*** Source records
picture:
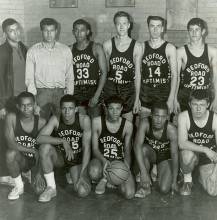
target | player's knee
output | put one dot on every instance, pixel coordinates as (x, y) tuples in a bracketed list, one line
[(95, 170), (11, 156), (83, 191)]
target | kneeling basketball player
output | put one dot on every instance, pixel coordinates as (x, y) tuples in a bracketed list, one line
[(111, 141), (156, 143), (69, 146), (21, 131), (197, 133)]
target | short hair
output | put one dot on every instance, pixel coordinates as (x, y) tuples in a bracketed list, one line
[(159, 105), (48, 21), (8, 22), (197, 21), (157, 18), (68, 98), (83, 22), (114, 99), (23, 95), (199, 95), (122, 14)]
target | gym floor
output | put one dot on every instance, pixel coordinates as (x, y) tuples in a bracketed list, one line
[(110, 206)]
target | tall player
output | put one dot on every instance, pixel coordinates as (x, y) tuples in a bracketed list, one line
[(197, 65), (111, 141), (21, 131), (90, 68), (197, 135), (159, 74), (156, 143), (69, 146), (124, 59)]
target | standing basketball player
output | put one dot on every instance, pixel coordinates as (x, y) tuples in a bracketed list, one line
[(159, 74), (69, 147), (124, 59), (197, 133), (111, 141), (156, 142), (21, 132), (90, 68), (197, 65)]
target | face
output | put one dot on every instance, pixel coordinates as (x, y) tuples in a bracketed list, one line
[(26, 107), (159, 117), (198, 107), (155, 29), (195, 32), (13, 33), (80, 32), (68, 110), (114, 111), (122, 25), (49, 33)]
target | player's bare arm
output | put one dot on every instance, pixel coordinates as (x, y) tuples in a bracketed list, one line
[(173, 137), (10, 124), (128, 131), (138, 146), (137, 59), (171, 56), (213, 62), (100, 55)]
******
Given instruction: Copy every line of the records above word for word, leaving out the picture lines.

The result:
picture:
target | player's knee
output | put one dot on every instance, pixel coordinates as (x, y) tuples in a bracketed list, one line
[(95, 170), (11, 156), (83, 191)]
target | kneeling basketball player
output | put one dot on every instance, pixel coordinates as (x, y) tuples in a bracketed list, one line
[(111, 141), (156, 143), (69, 146), (21, 131), (197, 133)]
target | short hair
output | put one dot on every instance, pixel coordinates as (x, y) tuples in a bracketed list, one line
[(159, 105), (48, 21), (8, 22), (197, 21), (157, 18), (68, 98), (83, 22), (114, 99), (23, 95), (199, 95), (122, 14)]
target | gym floor
output | put one dot on every instance, pixel coordinates as (x, y) tuples in a bracketed list, one line
[(110, 206)]
target | tall player
output | put one dot on every instance, pixel coordinates as (x, y) tuples in a bracketed list, one line
[(197, 65), (111, 141), (21, 131), (90, 68), (197, 135), (159, 74), (156, 143), (69, 146), (124, 59)]
target | standing basketball player
output | put one dot on every instance, pixel coordinates as (x, y) tuples in a bracketed list, one line
[(159, 74), (69, 147), (124, 59), (197, 133), (111, 141), (156, 142), (21, 132), (90, 68), (197, 65)]
target | face
output | put one dot on every instance, pixel coordinates as (x, y) tuples in a bracketed list, one line
[(26, 107), (159, 117), (198, 107), (155, 29), (195, 32), (13, 33), (80, 32), (68, 110), (114, 111), (122, 25), (49, 33)]
target | player's bare arm
output | put one dot on every instance, pixel coordinates as (x, y) tuples in a bracketed list, one line
[(173, 137), (10, 124), (128, 131), (138, 146), (137, 59), (171, 56), (213, 62), (100, 55)]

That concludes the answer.